== PROBLEM SET ==
(1) In the article on sizing an expansion tank, what is the system hot oil volume in the worked example?
(2) Rewrite the records as a numbered list, starting at their first line and ending at the line containing "<point>163,217</point>", including both of those lines and omitting any blank lines.

== SOURCE EXCERPT ==
start

Sizing An Expansion Tank For A Heat Transfer System

Expansion tanks are important to the operation of heat transfer systems. They are designed to account for the volumetric expansion of heat transfer fluids as a result of temperature increase. Expansion tanks also remove moisture, non-condensables, degradation by-products and entrained air during startup and operation.

In this article, we present the sizing of an expansion tank using Relatherm HT-1, a high flash heat transfer fluid as an example.

Application Instance

Size an horizontal expansion tank for hot oil system using Relatherm HT-1 as Heat Transfer Fluid. The fluid is heated from 30 °C to 330 °C. System hot oil volume is 7.87 m³. Assume L/D to be used as 2.5. Thermal fluid density is 861.91 Kg/m³ at 30 °C and 752.17 Kg/m³ at 330 °C.

A minimum volume (10% ~ 20%) is considered in expansion tank at start-up in cold conditions. As heating is started volume expands and tank sizing should be such that expanded volume fills (70% ~ 80%) of tank volume.

If VSys = Volume of heat transfer system (piping and heat exchangers)

Vcold = Volume of the entire heat transfer (including piping, heat exchangers and cold fluid in expansion tank at start up)

Mcold = Total mass of thermal fluid in heat transfer system

ρcold = Density of thermal fluid in heat transfer system

Vhot = Volume of thermal fluid on expansion

Vexpansion = Volumetric expansion

Consider vessel volume to be V. Initial volume of hot oil at cold conditions is as following.

Vcold = 10% of V + VSys (in m³)

Mcold = ( 0.1 V + 7.87 ) ρcold (in Kg)

Volume on expansion is determined by dividing by density at hot conditions.

Vhot = ( 0.1 V + 7.87 ) ρcold/ ρhot (in m³)

Expansion in volume is obtained as

Vexpansion = ( 0.1 V + 7.87 )( ρcold/ ρhot – 1 )

Liquid level in expansion tank increases and fills up to 70% of the volume.

Vexpansion = 0.7 V – 0.1 V

Solving above equations for V provides capacity of expansion tank.

V = 1.96 m³

Volume for 2:1 elliptical horizontal tank is provided by.

V = πD²L/4 + πD³/12

With L/D = 2.5, solving above equation provides.

D = 1.35 m

L = 3.37 m

end

== RECORDS SUPPLIED ==
start

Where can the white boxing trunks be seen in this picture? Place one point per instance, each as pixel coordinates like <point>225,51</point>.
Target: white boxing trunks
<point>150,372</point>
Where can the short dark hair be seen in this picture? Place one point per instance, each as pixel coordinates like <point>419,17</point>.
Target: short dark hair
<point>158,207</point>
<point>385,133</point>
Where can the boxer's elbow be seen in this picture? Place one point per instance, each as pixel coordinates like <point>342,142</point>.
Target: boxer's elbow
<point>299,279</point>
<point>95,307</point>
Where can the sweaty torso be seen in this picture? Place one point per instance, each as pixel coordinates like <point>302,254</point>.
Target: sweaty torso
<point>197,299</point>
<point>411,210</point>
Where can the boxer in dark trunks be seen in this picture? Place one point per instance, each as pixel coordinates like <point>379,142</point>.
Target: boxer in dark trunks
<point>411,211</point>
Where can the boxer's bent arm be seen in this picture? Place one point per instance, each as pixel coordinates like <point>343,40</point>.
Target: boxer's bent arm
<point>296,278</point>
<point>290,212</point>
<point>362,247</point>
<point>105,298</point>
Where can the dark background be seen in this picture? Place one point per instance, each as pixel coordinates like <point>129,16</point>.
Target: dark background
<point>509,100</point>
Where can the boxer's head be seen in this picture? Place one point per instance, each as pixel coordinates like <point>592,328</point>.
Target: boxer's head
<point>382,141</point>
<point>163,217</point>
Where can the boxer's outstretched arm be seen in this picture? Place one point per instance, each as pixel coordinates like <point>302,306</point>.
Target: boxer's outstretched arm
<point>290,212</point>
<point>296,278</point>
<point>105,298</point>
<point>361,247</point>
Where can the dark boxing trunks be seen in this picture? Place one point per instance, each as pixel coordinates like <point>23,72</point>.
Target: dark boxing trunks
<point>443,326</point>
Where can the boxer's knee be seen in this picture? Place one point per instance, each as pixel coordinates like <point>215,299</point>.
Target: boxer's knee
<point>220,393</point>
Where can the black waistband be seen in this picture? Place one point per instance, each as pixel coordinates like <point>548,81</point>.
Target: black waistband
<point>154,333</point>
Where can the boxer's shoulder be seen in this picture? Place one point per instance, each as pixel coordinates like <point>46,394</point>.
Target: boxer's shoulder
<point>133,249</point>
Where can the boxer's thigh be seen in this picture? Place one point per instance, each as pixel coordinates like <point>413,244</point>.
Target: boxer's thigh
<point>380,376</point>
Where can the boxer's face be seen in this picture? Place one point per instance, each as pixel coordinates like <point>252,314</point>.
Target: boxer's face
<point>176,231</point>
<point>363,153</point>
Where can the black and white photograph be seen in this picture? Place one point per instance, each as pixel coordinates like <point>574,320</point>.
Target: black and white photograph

end

== ANSWERS PROVIDED ==
(1) 7.87 m³

(2)
1. Where can the white boxing trunks be seen in this picture? Place one point per instance, each as pixel coordinates like <point>225,51</point>.
2. Target: white boxing trunks
3. <point>150,372</point>
4. Where can the short dark hair be seen in this picture? Place one point per instance, each as pixel coordinates like <point>419,17</point>.
5. Target: short dark hair
6. <point>158,207</point>
7. <point>385,133</point>
8. Where can the boxer's elbow be seen in this picture? Place one point per instance, each as pixel coordinates like <point>342,142</point>.
9. Target: boxer's elbow
10. <point>299,279</point>
11. <point>95,307</point>
12. Where can the sweaty torso be seen in this picture? Place one point per instance, each as pixel coordinates like <point>302,254</point>.
13. Target: sweaty torso
14. <point>197,299</point>
15. <point>411,210</point>
16. Where can the boxer in dark trunks be seen in this picture? Place one point per instance, each as pixel coordinates like <point>379,142</point>.
17. Target: boxer in dark trunks
18. <point>411,211</point>
19. Where can the boxer's bent arm be seen in this picture? Place one point per instance, each as pixel coordinates like <point>343,40</point>.
20. Target: boxer's bent arm
21. <point>296,278</point>
22. <point>290,212</point>
23. <point>362,247</point>
24. <point>105,298</point>
25. Where can the dark background be seen in this picture? Place one point per instance, each as pixel coordinates like <point>129,16</point>.
26. Target: dark background
27. <point>509,100</point>
28. Where can the boxer's head be seen in this picture? Place one point per instance, each as pixel coordinates like <point>592,328</point>.
29. Target: boxer's head
30. <point>382,141</point>
31. <point>163,217</point>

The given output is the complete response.